:: Your task ::
Copy out, word for word, the stretch of entries from the line containing "Locate every trailer" through the line containing "Locate every leafy", both included, and nothing else.

:: Source records ::
_ _ _ _
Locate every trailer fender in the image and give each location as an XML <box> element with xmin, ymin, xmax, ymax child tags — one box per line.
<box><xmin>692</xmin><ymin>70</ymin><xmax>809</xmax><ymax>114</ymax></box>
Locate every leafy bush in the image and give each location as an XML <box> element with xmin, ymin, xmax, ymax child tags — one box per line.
_ _ _ _
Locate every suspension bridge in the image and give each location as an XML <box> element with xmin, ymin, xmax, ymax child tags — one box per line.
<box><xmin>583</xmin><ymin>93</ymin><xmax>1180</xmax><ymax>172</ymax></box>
_ _ _ _
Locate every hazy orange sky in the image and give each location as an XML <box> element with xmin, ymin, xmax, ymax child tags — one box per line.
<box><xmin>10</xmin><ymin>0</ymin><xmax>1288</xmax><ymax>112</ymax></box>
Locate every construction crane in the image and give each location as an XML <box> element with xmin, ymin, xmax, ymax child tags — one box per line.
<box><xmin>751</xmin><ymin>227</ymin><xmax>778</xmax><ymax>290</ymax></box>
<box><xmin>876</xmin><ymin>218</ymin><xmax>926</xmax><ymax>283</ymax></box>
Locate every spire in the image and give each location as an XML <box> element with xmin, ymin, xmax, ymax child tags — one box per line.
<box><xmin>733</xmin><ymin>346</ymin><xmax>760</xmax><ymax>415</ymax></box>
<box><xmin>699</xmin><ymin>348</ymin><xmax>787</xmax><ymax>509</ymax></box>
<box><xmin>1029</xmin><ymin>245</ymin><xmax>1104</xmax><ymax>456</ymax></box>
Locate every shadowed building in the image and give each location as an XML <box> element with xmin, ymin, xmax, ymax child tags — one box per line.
_ _ _ _
:: Result of the task ::
Locate every trailer fender in the image and give each location as an XML <box> element with xmin, ymin, xmax, ymax child tags — one box per line.
<box><xmin>692</xmin><ymin>70</ymin><xmax>809</xmax><ymax>114</ymax></box>
Locate every leafy bush in the image and give each location as an XML <box> element with xmin, ymin, xmax, ymax child tags — one box per line.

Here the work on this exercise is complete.